- _本文_:
==========

説明

電磁制振装置、電磁制振制御プログラム

【課題】上位コンピュータから蛇行量が提供されない使用環境下であっても、専用のエッジ位置検出センサや蛇行量検出機器を必須の構造とすることなく、通常の姿勢で走行する鋼板の振動は勿論のこと、幅方向に蛇行して走行する鋼板の振動を適切に抑制することが可能な電磁制振装置を提供する。
【解決手段】電磁石対2を鋼板Sの幅方向に複数並べ、制御部4によって各電磁石対2の電磁石2A,2B間を走行する鋼板Sの振動を抑制する電磁制振装置1において、電磁石対2に付帯させたセンサのオン・オフ状態の切替に基づいて鋼板Sの疑似変位量を算出する疑似変位量算出手段と、疑似変位量に基づいて鋼板Sの疑似エッジ位置を算出する疑似エッジ位置算出手段と、疑似エッジ位置に基づいて電磁石2A,2Bに流す電流量を個別に制御する電流量制御手段とを備えた制御部4を適用した。

【発明の詳細な説明】
【技術分野】
【0001】
本発明は、電磁石から出力する電流によって、搬送中の鋼板が振動することを防止・抑制可能な電磁制振装置、及びこのような電磁制振装置に適用可能な電磁制振制御プログラムに関するものである。

==========

- _抽出資料_:
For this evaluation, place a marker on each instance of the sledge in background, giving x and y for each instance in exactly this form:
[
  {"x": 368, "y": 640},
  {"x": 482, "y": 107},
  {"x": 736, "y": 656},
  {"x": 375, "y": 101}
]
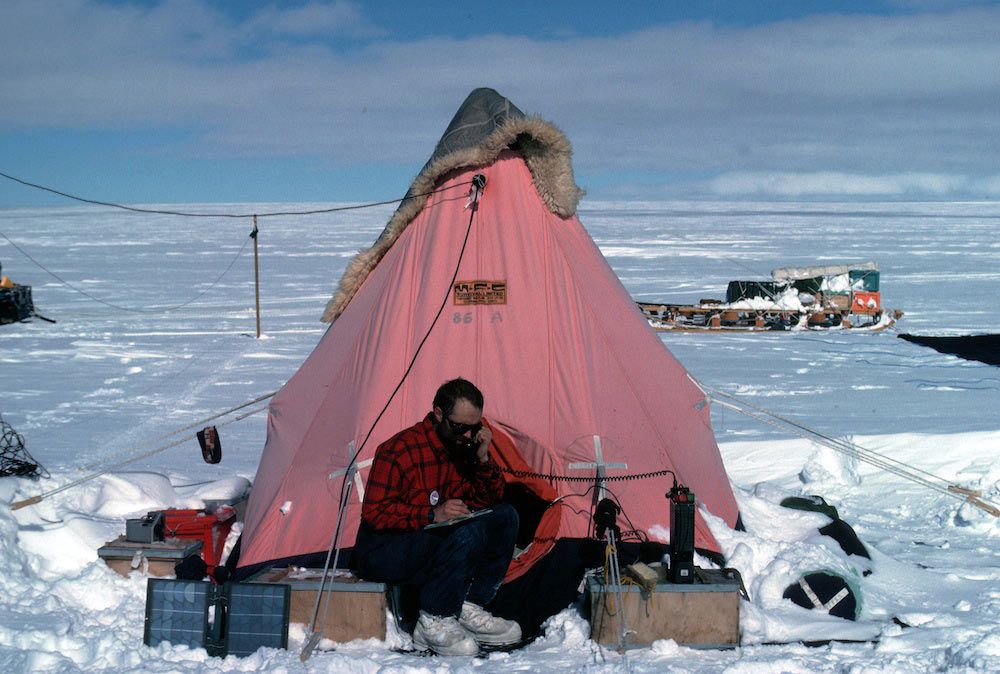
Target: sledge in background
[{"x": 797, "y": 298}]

==========

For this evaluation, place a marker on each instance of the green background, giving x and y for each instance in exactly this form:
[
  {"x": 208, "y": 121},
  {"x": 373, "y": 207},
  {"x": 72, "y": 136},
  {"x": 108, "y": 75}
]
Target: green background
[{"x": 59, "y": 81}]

==========

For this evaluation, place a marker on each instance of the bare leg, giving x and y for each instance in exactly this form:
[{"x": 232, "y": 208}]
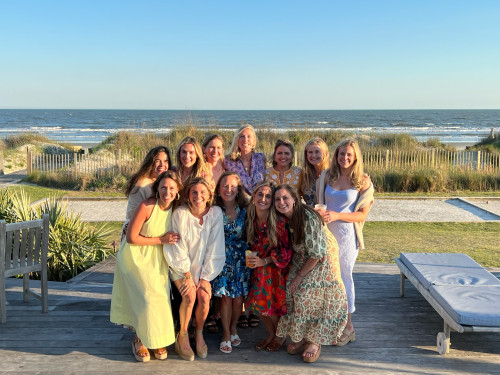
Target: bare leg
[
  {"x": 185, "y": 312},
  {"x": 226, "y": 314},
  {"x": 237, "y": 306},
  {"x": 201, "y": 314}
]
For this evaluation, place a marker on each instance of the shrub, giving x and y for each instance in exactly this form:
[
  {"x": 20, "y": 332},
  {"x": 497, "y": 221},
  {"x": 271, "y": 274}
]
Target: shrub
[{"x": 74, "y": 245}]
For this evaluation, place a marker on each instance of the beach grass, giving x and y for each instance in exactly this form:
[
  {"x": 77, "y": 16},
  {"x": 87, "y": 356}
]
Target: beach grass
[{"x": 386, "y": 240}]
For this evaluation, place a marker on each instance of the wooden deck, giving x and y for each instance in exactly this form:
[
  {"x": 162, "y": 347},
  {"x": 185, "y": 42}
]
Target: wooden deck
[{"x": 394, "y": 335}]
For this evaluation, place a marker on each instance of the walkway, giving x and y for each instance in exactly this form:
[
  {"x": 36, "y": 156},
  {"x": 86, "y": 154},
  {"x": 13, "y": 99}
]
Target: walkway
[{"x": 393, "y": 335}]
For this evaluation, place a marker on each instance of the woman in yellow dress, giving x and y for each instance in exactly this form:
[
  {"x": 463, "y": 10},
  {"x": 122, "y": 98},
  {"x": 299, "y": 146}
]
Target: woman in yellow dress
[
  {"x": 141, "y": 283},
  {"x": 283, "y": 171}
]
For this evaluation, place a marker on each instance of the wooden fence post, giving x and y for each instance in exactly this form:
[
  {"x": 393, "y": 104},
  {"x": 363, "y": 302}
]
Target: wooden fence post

==========

- _練習問題_:
本文を読み、次の問いに答えよ。
1. 電磁石対は鋼板Sのどの方向に複数並べられているか。
2. 疑似エッジ位置は何に基づいて算出されるか。
3. 本発明では、搬送中の鋼板の振動を何によって防止・抑制するとされているか。
資料は本文とは関係がない。

- _解答_:
1. 幅方向
2. 疑似変位量
3. 電磁石から出力する電流